• EXCERPT TO READ
Recon for Web Security
🧠 Why Recon Is the First Step of Every Hack
Before you attack a website…
Before you test for vulnerabilities…
Before you even touch Burp Suite…
You must do Reconnaissance (Recon) → the art of gathering information.
In hacking, recon is like scouting the battlefield before you strike.
Great recon =
✔ more attack surface
✔ more hidden endpoints
✔ more vulnerabilities
✔ more success in bug bounty
This is why real hackers spend 70% of their time on recon.
🌍 Subdomain Enumeration (Finding Hidden Entry Points)
Websites don’t just have one domain like:
bugitrix.com
They have many subdomains, such as:
admin.bugitrix.com
api.bugitrix.com
dev.bugitrix.com
test.bugitrix.com
These hidden subdomains often contain:
Admin panels
API endpoints
Test environments (full of bugs!)

• WORK INSTRUCTIONS
- 1) Per the recon text, how much of their time do real hackers spend on recon?
- 2) Pick up the recon text after its last line and keep writing.
The records that come after this are unrelated to the recon text.

• EXTRACTED DATA
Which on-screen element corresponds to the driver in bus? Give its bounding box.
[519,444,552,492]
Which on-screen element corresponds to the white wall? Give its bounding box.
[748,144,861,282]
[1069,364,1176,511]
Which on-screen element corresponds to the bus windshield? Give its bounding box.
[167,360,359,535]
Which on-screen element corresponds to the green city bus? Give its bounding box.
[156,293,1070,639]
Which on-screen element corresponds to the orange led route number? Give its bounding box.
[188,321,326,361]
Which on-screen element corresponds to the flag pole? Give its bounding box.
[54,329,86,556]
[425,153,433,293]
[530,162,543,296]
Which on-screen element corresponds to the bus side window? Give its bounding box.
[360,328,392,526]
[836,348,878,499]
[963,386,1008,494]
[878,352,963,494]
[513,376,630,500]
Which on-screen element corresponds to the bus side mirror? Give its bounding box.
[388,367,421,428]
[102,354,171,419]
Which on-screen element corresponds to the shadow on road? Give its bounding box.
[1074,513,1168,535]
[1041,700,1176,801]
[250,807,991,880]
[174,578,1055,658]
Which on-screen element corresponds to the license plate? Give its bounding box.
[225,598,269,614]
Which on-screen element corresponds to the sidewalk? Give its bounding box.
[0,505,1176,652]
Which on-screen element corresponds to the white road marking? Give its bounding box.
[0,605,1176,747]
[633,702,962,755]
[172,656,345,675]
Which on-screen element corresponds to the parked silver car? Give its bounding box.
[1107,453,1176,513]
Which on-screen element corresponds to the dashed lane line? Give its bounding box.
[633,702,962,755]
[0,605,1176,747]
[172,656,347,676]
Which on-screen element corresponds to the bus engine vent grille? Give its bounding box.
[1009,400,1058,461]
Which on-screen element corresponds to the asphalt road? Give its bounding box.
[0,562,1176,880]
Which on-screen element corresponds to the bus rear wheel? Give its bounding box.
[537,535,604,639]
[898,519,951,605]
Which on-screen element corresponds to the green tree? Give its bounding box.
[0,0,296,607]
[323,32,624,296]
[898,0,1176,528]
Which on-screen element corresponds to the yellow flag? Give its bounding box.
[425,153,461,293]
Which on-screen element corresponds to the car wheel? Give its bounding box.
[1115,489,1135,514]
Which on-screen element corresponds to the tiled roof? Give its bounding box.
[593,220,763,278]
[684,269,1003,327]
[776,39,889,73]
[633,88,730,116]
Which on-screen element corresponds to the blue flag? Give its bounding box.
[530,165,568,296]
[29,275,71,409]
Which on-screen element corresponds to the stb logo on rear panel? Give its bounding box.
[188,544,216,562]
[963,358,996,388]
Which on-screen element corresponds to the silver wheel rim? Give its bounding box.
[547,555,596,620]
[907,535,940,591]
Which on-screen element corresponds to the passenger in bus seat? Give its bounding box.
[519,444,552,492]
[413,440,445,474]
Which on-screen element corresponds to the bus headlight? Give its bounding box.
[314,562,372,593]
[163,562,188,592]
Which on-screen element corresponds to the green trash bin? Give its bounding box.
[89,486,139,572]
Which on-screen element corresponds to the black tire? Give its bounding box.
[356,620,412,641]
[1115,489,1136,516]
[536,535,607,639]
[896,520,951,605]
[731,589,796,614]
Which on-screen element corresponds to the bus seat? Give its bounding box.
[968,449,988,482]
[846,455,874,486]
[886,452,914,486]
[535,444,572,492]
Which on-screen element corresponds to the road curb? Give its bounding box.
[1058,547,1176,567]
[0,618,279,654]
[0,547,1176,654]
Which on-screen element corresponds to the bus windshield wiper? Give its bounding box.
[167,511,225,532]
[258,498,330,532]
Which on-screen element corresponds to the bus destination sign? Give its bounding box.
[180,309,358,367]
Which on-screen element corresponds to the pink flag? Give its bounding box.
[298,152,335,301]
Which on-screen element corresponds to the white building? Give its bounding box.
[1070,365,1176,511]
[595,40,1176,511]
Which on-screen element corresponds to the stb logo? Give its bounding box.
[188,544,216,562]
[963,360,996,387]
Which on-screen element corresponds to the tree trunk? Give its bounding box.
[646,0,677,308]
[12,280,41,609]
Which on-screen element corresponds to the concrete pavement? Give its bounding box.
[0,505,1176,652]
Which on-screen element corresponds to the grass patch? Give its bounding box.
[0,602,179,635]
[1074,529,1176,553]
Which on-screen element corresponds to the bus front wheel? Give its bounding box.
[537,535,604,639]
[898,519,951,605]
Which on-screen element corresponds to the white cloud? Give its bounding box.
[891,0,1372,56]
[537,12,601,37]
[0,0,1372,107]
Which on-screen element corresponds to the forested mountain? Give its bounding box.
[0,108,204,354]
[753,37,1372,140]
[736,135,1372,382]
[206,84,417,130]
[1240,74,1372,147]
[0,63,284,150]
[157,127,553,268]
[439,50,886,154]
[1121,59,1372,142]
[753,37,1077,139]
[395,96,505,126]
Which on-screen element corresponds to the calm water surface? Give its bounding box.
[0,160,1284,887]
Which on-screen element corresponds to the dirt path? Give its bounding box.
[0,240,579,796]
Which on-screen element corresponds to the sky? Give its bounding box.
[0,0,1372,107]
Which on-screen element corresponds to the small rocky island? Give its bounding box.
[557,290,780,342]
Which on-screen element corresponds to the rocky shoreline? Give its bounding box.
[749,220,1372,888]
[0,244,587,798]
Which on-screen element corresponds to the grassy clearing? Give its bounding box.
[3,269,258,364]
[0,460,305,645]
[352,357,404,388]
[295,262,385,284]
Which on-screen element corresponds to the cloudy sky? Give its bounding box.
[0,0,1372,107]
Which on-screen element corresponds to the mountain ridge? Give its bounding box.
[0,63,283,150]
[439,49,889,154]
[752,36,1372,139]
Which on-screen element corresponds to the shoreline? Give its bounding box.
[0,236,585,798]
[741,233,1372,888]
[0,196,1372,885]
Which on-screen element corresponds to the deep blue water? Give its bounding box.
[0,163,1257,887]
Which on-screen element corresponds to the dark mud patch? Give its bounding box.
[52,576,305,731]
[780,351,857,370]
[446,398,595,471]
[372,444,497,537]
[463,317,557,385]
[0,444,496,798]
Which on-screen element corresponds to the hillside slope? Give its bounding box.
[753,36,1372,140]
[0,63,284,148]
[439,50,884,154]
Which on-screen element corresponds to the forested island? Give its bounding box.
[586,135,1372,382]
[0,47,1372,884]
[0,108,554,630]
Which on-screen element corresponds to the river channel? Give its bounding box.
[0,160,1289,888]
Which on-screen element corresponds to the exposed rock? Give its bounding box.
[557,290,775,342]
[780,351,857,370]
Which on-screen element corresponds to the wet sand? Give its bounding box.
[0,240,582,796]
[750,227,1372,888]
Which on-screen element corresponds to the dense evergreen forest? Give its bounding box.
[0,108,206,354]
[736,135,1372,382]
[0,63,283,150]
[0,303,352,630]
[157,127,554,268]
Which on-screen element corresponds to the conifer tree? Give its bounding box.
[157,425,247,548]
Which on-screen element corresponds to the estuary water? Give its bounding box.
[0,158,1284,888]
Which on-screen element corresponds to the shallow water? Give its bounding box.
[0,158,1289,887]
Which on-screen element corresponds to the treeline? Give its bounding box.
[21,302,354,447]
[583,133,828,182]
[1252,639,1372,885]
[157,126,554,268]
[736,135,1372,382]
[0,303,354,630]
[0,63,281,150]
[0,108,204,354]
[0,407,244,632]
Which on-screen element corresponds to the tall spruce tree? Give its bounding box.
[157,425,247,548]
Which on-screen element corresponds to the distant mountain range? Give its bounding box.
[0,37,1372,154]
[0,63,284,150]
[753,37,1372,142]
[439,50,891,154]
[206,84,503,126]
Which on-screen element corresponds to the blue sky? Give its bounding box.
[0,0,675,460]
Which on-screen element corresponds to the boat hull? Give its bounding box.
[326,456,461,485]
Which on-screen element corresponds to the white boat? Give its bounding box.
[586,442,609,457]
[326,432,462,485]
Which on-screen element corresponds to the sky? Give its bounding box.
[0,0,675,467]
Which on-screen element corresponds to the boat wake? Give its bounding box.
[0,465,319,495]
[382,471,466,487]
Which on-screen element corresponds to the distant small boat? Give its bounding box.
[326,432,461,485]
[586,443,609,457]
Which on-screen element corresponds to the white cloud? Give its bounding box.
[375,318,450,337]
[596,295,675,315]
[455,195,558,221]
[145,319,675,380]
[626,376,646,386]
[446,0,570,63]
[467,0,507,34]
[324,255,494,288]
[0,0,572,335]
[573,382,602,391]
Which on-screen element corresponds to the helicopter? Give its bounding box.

• IN RESPONSE
- 1) 70% of their time.

- 2)
Old code
Experimental features
🔥 Tools for Subdomain Enumeration:
| Tool | Purpose |
|---|---|
| Subfinder | Fast passive subdomain discovery |
| Amass | Deep recon with active + passive methods |
| Assetfinder | Simple asset discovery |
| Chaos Dataset | Bug bounty recon goldmine |
Small Example (Subfinder):
subfinder -d target.com -o subs.txt
Hackers love misconfigured subdomains — they often lead to:
Takeovers
Admin access
Exposed databases
Old vulnerable apps
📁 Directory & File Discovery (Finding Hidden Pages)
Every website has hidden directories and files:
Examples:
/admin/
/backup/
/test/
/old/
/config/
/uploads/
These locations can reveal:
Sensitive files
Debug endpoints
Backup dumps
Unprotected dashboards
Secrets & credentials
🔥 Tools for Directory Bruteforce:
| Tool | Purpose |
|---|---|
| Gobuster | Directory & file discovery |
| Dirsearch | Fast, multi-threaded scanner |
| FFUF | Wordlist-based fuzzing |
Example (Gobuster):
gobuster dir -u https://target.com -w wordlist.txt
This alone can expose high-severity bugs.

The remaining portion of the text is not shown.